ASSIGNED TASK 1:
From the pharmaceutical supply chain survey text below, quote the passage that begins with the words containing "- Patients in the survey also" and ends with "and public health.".
ASSIGNED TASK 2:
Using the pharmaceutical supply chain survey text below, answer each question with the figure it reports.
(a) What percentage of patients in Latin America reported switching pharmacies, providers or medications due to a poor experience?
(b) In Europe, what percentage of industry decision-makers agreed that direct-to-patient delivery of medications by mail was a convenient and consistently safe way to receive medications?
(c) What percentage of patients surveyed wanted to know that the source of their medication is sustainable?

STUDY TEXT:

- - - - - - -

In these pandemic times, patients in a global survey have demanded greater transparency and accountability, among a myriad other concerns.
In a survey conducted among a global audience of over 3,500 patients and pharmaceutical industry decision-makers, 43% of patients feared they could suffer more illness and/or death due to contaminated or tainted medications if pharmaceutical supply chains were not improved in these pandemic times of supply chain disruptions.
In the Asia Pacific region (APAC), over three-quarters of patients indicated that more regulation of pharmaceuticals was needed, and 95% of respondents who were pharma industry decision makers indicated that better cooperation between government/regulatory agencies and pharmaceutical-industry companies was needed to protect patients—the highest of any region.
In Europe, 64% of patients and 74% of industry decision-makers in the survey agreed to prompts that direct-to-patient delivery of medications by mail was a convenient and consistently safe way to receive medications—the lowest agreement level among regions.
In Latin America, 87% of patients reported switching pharmacies, providers or medications due to a poor experience. In North America, 33% of patients in the survey indicated they were somewhat or very familiar with the concept of pharmaceutical supply chain safety.
In the survey, patients were adults with medical health issues requiring prescription medication or treatment that was filled at a pharmacy. Pharmaceutical industry decision-makers were defined as executive-level leaders in healthcare, manufacturing, pharmacy retail, or transportation and logistics organizations that maintained operations in the pharmaceutical or biopharmaceutical supply chain.
- Around three-in-four patients surveyed stated they were either “somewhat” or “very concerned” about the ineffectiveness of medication in helping with their condition or illness.
- Around seven-in-10 respondents were concerned about receiving:
- an improper dose due to labeling or human errors
- stolen, contaminated, tainted, expired, or counterfeit medicines
- medications that were improperly handled/stored during transit and could have their efficacy damaged or diminished
- Patients in the survey knew a compromised supply chain puts medication quality and efficacy at risk and wanted better assurances their medications are safe and authentic. Nine-in-10 indicated it is “somewhat” or “very important” that they can verify a medication is not counterfeit nor tampered with and confirm temperature sensitive medications have stayed within the prescribed range.
- Patients in the survey also expected drug manufacturers to disclose how their medications are manufactured/handled (81%) and transported/stored (82%). Some 80% indicated that it is also important to verify the sources of medical ingredients including the country of origin and local standards for the medication itself.
- 79% of patients surveyed wanted to know that the source of their medication is sustainable with confirmation the manufacturer was using techniques to protect the environment, animal welfare, human communities, and public health.
- Over eight-in-10 respondents agreed to prompts that government/regulatory agencies and pharmaceutical companies needed to work better together to protect patients and ensure the medications they receive are safe and effective.
- Around 40% of patients and pharmaceutical industry decision-makers in the survey indicated that regulators, pharmaceutical companies and manufacturers are the ones most responsible for combatting counterfeit, stolen and contaminated medications. In 57% of respondents, the onus was put on those who manufacture, dispense and administer medications to implement trustworthy safety protocols, with hospitals bearing the brunt of the responsibility.

- - - - - - -

SOURCE MATERIAL:

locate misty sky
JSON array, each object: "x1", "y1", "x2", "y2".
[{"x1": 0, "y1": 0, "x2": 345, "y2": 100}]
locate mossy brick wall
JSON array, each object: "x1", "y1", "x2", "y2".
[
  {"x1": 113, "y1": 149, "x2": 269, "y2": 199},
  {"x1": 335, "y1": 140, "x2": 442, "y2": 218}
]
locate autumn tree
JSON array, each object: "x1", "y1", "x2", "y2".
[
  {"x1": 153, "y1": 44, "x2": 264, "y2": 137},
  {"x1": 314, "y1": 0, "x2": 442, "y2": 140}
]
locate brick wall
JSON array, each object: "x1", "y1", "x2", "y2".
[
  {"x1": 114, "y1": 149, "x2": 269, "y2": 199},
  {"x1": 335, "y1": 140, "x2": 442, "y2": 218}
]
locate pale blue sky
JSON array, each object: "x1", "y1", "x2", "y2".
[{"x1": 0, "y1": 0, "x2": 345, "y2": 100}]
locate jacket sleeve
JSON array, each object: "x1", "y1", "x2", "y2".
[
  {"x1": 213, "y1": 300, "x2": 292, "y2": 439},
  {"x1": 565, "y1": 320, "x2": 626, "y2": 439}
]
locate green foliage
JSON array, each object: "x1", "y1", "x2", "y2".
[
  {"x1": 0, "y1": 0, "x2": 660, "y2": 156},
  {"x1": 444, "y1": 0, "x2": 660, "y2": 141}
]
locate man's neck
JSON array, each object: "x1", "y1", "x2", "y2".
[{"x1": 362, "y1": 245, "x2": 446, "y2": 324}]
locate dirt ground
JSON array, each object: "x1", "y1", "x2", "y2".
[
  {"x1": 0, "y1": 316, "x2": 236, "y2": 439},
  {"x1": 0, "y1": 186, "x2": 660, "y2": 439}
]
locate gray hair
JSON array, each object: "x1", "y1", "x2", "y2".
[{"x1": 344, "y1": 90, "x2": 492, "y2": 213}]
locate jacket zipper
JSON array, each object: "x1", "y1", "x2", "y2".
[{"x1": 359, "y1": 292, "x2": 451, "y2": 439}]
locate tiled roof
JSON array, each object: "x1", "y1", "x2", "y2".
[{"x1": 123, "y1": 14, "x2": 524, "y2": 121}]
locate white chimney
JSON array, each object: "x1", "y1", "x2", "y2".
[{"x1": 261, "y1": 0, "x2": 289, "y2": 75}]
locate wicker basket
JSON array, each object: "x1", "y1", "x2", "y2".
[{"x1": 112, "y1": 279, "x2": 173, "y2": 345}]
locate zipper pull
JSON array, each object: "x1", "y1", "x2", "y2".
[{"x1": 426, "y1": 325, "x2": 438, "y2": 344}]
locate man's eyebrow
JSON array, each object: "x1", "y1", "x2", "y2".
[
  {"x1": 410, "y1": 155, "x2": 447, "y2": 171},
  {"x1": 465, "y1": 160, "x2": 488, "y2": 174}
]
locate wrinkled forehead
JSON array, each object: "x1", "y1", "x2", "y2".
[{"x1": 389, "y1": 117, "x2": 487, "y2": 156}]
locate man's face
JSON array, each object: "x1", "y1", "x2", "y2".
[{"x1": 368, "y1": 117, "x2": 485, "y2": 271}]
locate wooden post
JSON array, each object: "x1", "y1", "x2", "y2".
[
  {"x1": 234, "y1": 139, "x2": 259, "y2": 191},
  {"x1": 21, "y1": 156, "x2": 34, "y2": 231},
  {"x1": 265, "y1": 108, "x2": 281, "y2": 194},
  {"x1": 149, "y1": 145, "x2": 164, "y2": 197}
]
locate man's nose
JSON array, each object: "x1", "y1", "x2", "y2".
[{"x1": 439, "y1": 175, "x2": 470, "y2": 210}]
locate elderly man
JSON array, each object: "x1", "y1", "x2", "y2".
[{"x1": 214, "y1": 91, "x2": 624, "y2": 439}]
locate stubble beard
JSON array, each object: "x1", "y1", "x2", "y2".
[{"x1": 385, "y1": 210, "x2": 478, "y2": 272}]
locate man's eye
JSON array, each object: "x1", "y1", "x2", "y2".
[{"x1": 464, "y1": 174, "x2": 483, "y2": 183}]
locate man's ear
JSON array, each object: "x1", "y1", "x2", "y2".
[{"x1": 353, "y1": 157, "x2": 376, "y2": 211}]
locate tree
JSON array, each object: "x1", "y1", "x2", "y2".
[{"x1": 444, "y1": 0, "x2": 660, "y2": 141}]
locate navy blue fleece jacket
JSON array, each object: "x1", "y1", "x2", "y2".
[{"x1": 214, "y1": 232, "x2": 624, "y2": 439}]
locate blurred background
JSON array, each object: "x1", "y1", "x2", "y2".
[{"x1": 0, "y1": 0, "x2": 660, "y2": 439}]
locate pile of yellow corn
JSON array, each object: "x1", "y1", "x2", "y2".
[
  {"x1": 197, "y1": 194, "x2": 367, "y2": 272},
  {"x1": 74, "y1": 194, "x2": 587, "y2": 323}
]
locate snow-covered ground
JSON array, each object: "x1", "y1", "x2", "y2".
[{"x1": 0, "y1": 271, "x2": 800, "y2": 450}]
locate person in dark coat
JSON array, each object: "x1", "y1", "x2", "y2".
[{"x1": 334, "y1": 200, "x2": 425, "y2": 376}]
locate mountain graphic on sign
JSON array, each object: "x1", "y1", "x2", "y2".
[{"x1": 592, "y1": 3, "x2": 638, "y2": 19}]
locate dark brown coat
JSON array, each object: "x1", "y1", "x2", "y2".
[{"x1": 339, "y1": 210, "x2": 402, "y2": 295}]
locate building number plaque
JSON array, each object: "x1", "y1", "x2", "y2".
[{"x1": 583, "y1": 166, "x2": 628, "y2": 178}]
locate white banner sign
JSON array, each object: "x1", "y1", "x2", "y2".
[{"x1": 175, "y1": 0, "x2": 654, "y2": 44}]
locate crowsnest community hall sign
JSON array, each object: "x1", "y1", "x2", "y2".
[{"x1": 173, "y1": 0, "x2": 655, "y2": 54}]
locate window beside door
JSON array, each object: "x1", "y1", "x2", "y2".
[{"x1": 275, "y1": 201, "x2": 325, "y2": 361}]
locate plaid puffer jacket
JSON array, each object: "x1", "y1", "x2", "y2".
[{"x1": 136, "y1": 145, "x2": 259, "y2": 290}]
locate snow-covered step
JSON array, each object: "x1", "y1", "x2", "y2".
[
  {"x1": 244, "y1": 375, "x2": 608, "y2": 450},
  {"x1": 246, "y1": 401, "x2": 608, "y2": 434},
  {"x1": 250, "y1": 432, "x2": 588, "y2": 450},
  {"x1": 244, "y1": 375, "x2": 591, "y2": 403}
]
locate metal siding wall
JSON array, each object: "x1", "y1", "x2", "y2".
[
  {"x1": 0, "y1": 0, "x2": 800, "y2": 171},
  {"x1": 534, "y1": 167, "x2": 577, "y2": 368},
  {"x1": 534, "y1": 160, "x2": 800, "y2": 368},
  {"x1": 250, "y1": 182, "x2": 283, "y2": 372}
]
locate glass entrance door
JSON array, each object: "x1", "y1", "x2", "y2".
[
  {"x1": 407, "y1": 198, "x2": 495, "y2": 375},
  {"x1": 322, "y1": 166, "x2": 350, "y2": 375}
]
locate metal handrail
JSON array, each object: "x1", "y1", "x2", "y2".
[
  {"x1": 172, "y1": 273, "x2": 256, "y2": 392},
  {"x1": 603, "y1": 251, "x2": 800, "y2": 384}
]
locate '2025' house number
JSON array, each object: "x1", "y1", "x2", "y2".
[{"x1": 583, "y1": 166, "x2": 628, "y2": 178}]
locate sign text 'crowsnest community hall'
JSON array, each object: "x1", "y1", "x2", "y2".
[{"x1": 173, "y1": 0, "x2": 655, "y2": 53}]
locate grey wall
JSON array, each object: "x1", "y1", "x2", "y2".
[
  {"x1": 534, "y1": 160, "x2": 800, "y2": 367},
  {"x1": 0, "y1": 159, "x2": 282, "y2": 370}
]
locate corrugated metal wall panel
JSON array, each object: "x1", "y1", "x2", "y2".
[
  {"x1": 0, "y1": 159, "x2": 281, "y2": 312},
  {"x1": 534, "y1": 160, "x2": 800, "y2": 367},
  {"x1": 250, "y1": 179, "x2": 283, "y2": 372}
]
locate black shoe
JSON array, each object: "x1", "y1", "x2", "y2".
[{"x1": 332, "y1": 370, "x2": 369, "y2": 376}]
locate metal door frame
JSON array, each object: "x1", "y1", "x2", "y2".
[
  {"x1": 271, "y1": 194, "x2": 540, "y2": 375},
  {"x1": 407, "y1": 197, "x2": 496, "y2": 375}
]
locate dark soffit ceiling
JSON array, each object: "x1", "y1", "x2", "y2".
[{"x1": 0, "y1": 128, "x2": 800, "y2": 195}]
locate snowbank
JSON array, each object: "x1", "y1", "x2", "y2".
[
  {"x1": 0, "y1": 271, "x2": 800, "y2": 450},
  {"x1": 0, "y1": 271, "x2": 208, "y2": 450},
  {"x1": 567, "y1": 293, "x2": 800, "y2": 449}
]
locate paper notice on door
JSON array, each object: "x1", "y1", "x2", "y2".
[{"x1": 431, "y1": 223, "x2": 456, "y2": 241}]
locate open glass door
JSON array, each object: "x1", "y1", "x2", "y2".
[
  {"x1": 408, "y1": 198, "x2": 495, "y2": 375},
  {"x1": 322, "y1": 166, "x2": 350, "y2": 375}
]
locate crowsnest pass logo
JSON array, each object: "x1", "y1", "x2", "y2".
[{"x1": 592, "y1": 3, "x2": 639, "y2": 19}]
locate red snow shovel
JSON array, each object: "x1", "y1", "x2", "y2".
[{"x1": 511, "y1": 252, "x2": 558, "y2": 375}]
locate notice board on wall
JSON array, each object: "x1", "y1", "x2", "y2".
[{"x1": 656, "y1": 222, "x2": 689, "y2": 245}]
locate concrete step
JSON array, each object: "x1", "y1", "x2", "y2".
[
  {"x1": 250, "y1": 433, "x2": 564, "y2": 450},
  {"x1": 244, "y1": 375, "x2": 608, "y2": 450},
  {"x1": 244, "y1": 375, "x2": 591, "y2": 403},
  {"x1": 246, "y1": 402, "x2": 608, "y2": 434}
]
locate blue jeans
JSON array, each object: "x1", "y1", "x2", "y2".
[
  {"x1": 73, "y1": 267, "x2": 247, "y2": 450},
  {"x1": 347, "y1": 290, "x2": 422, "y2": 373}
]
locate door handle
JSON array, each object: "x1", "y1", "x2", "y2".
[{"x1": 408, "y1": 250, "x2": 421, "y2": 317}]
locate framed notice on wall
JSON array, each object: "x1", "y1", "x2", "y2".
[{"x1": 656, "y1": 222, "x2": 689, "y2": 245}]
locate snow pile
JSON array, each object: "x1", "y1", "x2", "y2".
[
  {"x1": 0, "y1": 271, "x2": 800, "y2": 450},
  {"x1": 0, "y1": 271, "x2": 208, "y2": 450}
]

- - - - - - -

RESPONSE AREA 1:
- Patients in the survey also expected drug manufacturers to disclose how their medications are manufactured/handled (81%) and transported/stored (82%). Some 80% indicated that it is also important to verify the sources of medical ingredients including the country of origin and local standards for the medication itself.
- 79% of patients surveyed wanted to know that the source of their medication is sustainable with confirmation the manufacturer was using techniques to protect the environment, animal welfare, human communities, and public health.

RESPONSE AREA 2:
(a) 87%
(b) 74%
(c) 79%